*** Opening RECORDED INFORMATION ***
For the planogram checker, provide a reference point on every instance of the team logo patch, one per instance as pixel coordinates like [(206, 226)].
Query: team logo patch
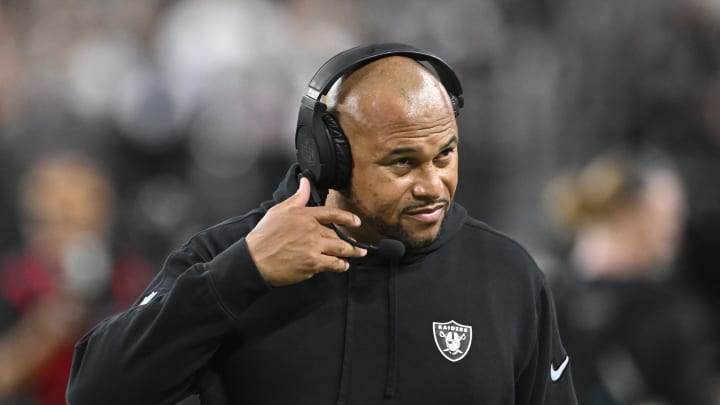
[(452, 339)]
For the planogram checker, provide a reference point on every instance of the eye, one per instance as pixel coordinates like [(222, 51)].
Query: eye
[(445, 153), (401, 162)]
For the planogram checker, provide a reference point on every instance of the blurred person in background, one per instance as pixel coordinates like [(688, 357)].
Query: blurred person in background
[(65, 276), (635, 334)]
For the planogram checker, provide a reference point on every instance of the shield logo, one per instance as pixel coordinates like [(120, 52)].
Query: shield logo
[(452, 339)]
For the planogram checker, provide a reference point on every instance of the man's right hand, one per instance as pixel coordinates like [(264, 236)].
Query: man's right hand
[(291, 244)]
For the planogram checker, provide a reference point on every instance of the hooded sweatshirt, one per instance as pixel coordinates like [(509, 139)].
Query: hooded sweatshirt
[(468, 319)]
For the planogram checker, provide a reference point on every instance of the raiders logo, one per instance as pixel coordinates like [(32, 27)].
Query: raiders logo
[(452, 339)]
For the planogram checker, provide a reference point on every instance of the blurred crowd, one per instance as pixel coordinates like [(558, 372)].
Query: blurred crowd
[(127, 126)]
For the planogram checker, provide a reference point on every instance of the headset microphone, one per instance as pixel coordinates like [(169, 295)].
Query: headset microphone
[(387, 248)]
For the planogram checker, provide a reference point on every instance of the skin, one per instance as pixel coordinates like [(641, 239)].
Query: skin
[(403, 138)]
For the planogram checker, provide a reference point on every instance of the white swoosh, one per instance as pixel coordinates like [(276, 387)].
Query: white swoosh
[(555, 374)]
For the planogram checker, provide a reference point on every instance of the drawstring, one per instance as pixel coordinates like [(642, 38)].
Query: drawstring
[(391, 376), (347, 345), (392, 302)]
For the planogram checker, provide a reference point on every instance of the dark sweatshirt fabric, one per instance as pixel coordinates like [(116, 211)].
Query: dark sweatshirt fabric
[(466, 320)]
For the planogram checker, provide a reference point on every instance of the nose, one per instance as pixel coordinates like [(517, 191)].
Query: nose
[(428, 184)]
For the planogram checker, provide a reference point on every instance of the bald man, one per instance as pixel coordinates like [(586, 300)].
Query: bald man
[(278, 307)]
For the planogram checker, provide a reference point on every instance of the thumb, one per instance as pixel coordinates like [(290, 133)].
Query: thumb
[(301, 196)]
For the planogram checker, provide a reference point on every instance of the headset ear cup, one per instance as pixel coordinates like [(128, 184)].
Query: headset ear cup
[(455, 104), (341, 149)]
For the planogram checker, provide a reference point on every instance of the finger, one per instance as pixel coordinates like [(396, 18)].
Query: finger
[(339, 248), (301, 196), (332, 263), (331, 215)]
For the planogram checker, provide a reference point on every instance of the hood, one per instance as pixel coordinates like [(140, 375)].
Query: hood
[(455, 218)]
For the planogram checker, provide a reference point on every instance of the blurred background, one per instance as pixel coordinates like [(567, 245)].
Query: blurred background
[(125, 127)]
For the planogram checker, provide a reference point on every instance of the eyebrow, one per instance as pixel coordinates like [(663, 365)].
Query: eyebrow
[(403, 151)]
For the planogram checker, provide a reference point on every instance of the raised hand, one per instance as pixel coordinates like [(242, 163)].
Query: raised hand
[(291, 244)]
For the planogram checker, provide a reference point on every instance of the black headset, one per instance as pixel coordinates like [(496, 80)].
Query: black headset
[(323, 151)]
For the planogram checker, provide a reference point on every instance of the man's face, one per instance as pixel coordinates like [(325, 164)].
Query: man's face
[(404, 174)]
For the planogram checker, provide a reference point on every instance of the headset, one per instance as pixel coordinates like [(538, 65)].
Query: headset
[(323, 151)]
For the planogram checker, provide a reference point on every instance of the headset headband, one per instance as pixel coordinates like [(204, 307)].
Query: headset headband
[(323, 151), (354, 58)]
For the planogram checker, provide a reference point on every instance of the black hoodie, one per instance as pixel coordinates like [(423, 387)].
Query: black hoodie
[(466, 320)]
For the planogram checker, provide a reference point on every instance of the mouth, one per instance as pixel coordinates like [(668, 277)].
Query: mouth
[(428, 214)]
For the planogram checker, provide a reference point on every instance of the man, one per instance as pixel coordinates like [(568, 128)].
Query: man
[(276, 307)]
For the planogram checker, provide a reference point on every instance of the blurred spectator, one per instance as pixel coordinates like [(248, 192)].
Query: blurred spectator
[(635, 335), (65, 277)]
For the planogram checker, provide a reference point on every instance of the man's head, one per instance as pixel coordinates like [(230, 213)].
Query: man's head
[(400, 123)]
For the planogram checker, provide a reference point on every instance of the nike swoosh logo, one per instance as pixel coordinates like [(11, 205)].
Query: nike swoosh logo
[(556, 373)]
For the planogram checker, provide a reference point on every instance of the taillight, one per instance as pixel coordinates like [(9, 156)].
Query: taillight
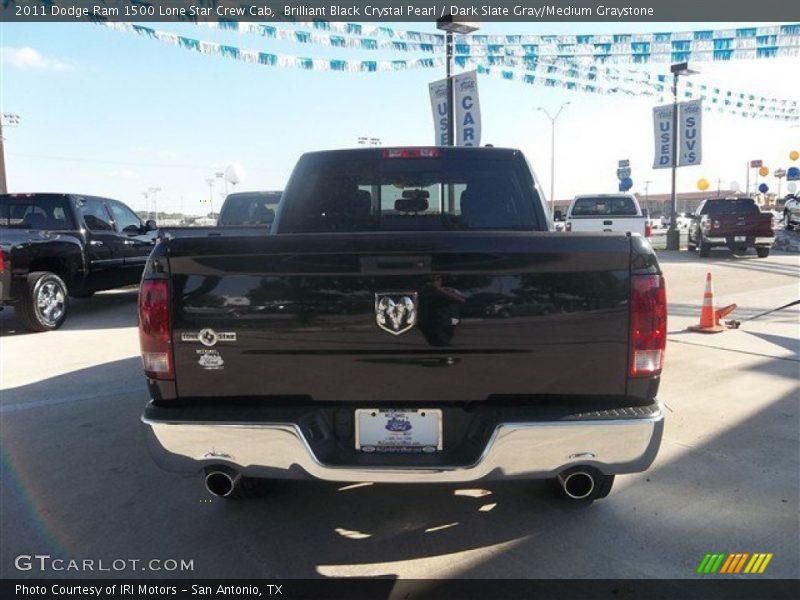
*** Closing RECORDED INFORMATION ***
* EXERCISE DESCRIPTION *
Look for the word "taillight" in the data, then return every line that contains it.

* RESPONSE TO THE TASK *
For the planogram checker, provide a reference point on every instance of the taillight, one per instance as pixel coordinates like [(9, 156)].
Query: taillight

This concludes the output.